▶ What is being asked: Take the data below and repeat it exactly.

Referring expression data:
---

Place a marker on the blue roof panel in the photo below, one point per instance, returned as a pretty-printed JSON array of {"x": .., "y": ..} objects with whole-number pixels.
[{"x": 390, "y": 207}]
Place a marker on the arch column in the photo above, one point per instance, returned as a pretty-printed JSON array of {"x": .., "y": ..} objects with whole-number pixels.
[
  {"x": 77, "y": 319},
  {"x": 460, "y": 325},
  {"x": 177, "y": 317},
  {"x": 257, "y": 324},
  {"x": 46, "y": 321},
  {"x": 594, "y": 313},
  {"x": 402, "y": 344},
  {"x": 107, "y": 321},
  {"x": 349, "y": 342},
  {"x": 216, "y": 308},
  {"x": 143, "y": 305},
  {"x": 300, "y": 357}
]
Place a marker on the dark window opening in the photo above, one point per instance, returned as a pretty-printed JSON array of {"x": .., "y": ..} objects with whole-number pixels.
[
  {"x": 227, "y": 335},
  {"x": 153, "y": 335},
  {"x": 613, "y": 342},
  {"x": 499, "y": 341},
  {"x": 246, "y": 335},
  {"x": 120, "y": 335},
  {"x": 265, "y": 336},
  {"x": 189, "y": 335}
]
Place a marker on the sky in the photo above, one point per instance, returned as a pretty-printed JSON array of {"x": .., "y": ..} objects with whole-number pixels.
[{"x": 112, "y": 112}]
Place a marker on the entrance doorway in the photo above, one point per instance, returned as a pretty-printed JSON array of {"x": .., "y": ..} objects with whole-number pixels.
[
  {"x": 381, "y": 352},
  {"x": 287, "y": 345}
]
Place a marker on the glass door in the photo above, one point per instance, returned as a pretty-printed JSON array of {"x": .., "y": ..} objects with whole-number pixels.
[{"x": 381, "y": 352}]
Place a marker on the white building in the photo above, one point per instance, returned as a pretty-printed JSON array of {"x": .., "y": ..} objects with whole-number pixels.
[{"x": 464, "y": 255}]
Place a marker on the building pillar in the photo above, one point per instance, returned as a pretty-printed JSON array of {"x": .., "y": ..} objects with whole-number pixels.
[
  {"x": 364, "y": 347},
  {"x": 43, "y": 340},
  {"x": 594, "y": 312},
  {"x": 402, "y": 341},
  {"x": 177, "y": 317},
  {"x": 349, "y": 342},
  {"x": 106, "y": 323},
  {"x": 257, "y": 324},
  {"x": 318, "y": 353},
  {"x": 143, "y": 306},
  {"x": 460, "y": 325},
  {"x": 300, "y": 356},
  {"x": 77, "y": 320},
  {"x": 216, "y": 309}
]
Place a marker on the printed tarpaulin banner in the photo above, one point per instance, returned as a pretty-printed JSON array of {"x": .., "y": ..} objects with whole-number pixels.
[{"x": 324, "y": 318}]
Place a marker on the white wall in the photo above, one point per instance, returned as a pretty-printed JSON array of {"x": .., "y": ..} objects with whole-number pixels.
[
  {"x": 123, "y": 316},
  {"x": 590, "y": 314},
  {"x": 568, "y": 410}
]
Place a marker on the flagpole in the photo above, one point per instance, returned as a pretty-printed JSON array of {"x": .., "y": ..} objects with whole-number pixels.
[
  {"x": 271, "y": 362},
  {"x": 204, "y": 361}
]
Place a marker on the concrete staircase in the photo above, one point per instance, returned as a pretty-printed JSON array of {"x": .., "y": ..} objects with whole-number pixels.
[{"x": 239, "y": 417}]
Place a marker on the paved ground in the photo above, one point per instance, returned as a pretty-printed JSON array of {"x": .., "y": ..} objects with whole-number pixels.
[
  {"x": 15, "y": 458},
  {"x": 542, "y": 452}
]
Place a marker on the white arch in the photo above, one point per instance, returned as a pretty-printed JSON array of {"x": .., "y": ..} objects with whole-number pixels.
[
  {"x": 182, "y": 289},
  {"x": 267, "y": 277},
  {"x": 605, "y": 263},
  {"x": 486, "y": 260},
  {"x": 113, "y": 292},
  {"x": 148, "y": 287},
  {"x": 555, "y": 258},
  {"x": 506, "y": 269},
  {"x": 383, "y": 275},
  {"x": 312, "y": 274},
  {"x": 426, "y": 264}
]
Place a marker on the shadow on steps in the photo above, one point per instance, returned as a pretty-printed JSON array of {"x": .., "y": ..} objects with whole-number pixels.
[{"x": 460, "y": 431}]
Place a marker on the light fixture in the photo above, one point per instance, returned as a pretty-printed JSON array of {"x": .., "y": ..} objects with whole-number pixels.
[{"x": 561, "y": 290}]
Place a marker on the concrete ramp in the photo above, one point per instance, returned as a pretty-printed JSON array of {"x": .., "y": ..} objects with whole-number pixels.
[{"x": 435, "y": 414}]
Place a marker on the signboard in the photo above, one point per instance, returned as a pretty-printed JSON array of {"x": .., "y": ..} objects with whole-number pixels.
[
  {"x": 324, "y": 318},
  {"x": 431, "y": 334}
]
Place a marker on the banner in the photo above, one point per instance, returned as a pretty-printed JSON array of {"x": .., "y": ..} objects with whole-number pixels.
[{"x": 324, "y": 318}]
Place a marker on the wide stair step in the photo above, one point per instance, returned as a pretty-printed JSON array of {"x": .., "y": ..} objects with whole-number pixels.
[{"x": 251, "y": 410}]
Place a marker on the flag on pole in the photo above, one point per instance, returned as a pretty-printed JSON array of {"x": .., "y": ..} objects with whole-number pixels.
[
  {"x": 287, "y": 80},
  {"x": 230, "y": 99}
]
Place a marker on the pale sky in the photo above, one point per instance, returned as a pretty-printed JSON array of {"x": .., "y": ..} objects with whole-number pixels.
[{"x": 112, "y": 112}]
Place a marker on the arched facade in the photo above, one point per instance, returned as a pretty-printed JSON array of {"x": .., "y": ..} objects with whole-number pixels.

---

▶ Result of this exercise:
Place a marker on the blue roof panel in the photo below, one point per instance, returned as a pretty-printed JSON array of {"x": .., "y": ..} objects with whole-number pixels.
[{"x": 390, "y": 207}]
Place a marker on the arch column in the photo above, one point per instance, returned as a pretty-printed JSON array of {"x": .., "y": ..} objects with whole-number pixels.
[
  {"x": 77, "y": 319},
  {"x": 460, "y": 325},
  {"x": 177, "y": 317},
  {"x": 257, "y": 324},
  {"x": 46, "y": 321},
  {"x": 594, "y": 313},
  {"x": 402, "y": 344},
  {"x": 107, "y": 321},
  {"x": 349, "y": 342},
  {"x": 216, "y": 308},
  {"x": 143, "y": 305},
  {"x": 300, "y": 357}
]
Place a marker on the dark window opening in the photo above, one point per instance, returned as a pretty-printed JSON array of {"x": .., "y": ..} objects with whole-number pixels.
[
  {"x": 227, "y": 335},
  {"x": 153, "y": 335},
  {"x": 613, "y": 342},
  {"x": 499, "y": 341},
  {"x": 246, "y": 335},
  {"x": 120, "y": 335},
  {"x": 265, "y": 336},
  {"x": 189, "y": 335}
]
Place a marker on the sky in the photo above, one point per instance, returned as a pretty-printed JSON array of {"x": .., "y": ..} objects with whole-number pixels.
[{"x": 112, "y": 112}]
Place a marker on the entrance doorway in the photo above, one point per instance, returned as a pretty-printed JSON array of {"x": .., "y": ..} objects with whole-number pixels.
[
  {"x": 381, "y": 352},
  {"x": 287, "y": 345}
]
Place a marker on the glass door in the photo above, one point per instance, returned as a pretty-printed JSON array of {"x": .., "y": ..} objects with whole-number pixels.
[{"x": 381, "y": 352}]
Place a marker on the white building in the photo above, one point per instance, returned as a pretty-printed JSON array of {"x": .., "y": ..} objects with whole-number pixels.
[{"x": 464, "y": 255}]
Place a marker on the building pillar in the photo above, one point per instance, returned as a pretty-printed JSON array of {"x": .., "y": ..} objects with whole-number pixels.
[
  {"x": 364, "y": 347},
  {"x": 43, "y": 340},
  {"x": 594, "y": 312},
  {"x": 402, "y": 341},
  {"x": 177, "y": 317},
  {"x": 349, "y": 342},
  {"x": 106, "y": 323},
  {"x": 257, "y": 324},
  {"x": 318, "y": 353},
  {"x": 143, "y": 306},
  {"x": 460, "y": 325},
  {"x": 300, "y": 356},
  {"x": 77, "y": 320},
  {"x": 216, "y": 309}
]
Place a marker on the printed tarpaulin banner in the photo above, one point per instance, returned as a pretty-printed JSON array of {"x": .., "y": ..} objects with whole-number pixels.
[{"x": 324, "y": 318}]
Place a marker on the white wall in the photo above, one point per instance, returned as a pretty-printed JSON array of {"x": .., "y": ..} objects with whole-number pixels.
[
  {"x": 123, "y": 316},
  {"x": 590, "y": 314},
  {"x": 568, "y": 410}
]
Place a marker on the flagpole in the photo above, one point per instance, returned as a pretty-printed JSON array of {"x": .., "y": ..} objects with whole-number pixels.
[
  {"x": 271, "y": 362},
  {"x": 204, "y": 361}
]
Place a marker on the concrete staircase in the photo above, one point per instance, returned as a pretty-printed JSON array of {"x": .., "y": ..} objects with whole-number pixels.
[{"x": 239, "y": 417}]
Place a marker on the paved ground in the photo above, one point per instance, returned as a pretty-printed JSON array of {"x": .., "y": ..} objects with whole-number pixels.
[
  {"x": 15, "y": 458},
  {"x": 542, "y": 452}
]
Place a marker on the white arch in the photo above, one point per instance, returned as a pretty-printed JSON array of {"x": .., "y": ..} objects with whole-number pixels.
[
  {"x": 182, "y": 289},
  {"x": 267, "y": 277},
  {"x": 605, "y": 263},
  {"x": 486, "y": 260},
  {"x": 113, "y": 292},
  {"x": 148, "y": 287},
  {"x": 555, "y": 258},
  {"x": 506, "y": 269},
  {"x": 383, "y": 275},
  {"x": 312, "y": 274},
  {"x": 426, "y": 264}
]
Place a marker on the shadow on steps in the photo above, one point per instance, returned as a pretty-printed JSON array of {"x": .., "y": ..} objects with whole-number pixels.
[{"x": 460, "y": 431}]
Place a marker on the light fixture in the photo above, one point per instance, returned as a pretty-printed JSON array of {"x": .., "y": ..} objects with whole-number pixels.
[{"x": 561, "y": 290}]
Place a marker on the concrete ramp in the photo above, one point per instance, returned as a pretty-printed JSON array of {"x": .., "y": ..} objects with whole-number pixels.
[{"x": 435, "y": 414}]
Place a marker on the signboard in the photo above, one point per instance, returned as a pretty-printed JSON array of {"x": .., "y": ..} objects with whole-number pixels.
[
  {"x": 324, "y": 318},
  {"x": 431, "y": 334}
]
Place a marker on the banner in the photo above, one point per instance, returned as a pretty-printed JSON array of {"x": .., "y": ..} objects with whole-number pixels.
[{"x": 324, "y": 318}]
Place a marker on the wide stair step in the photo above, one point per instance, returned as a pretty-printed JSON array of {"x": .., "y": ..} objects with whole-number pixels.
[{"x": 251, "y": 410}]
Place a marker on the flag on pole in the photo above, one point per instance, returned as a pretty-printed JSON array of {"x": .., "y": ..} objects with whole-number pixels.
[
  {"x": 287, "y": 80},
  {"x": 230, "y": 99}
]
Place a marker on the pale sky in the photo above, one point per instance, returned as a pretty-printed JSON array of {"x": .., "y": ..} objects with whole-number pixels.
[{"x": 112, "y": 112}]
Place a marker on the arched facade in the photo above, one point per instance, returned as a pretty-printed JSON array of {"x": .., "y": ..} objects with whole-number pixels.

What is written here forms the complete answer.